_Entries shown_.
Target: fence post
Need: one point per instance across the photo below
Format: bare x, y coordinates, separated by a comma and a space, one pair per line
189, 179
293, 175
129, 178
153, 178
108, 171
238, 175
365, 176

_Work to complete_. Reproduce the listing above verbatim, line for line.

_Result of the exercise_.
Target: fence post
Need: one point per instance across the photo below
Format: bare x, y coordinates, separated by a comma and a space, one pair per line
189, 179
293, 175
129, 178
153, 178
108, 171
238, 175
365, 176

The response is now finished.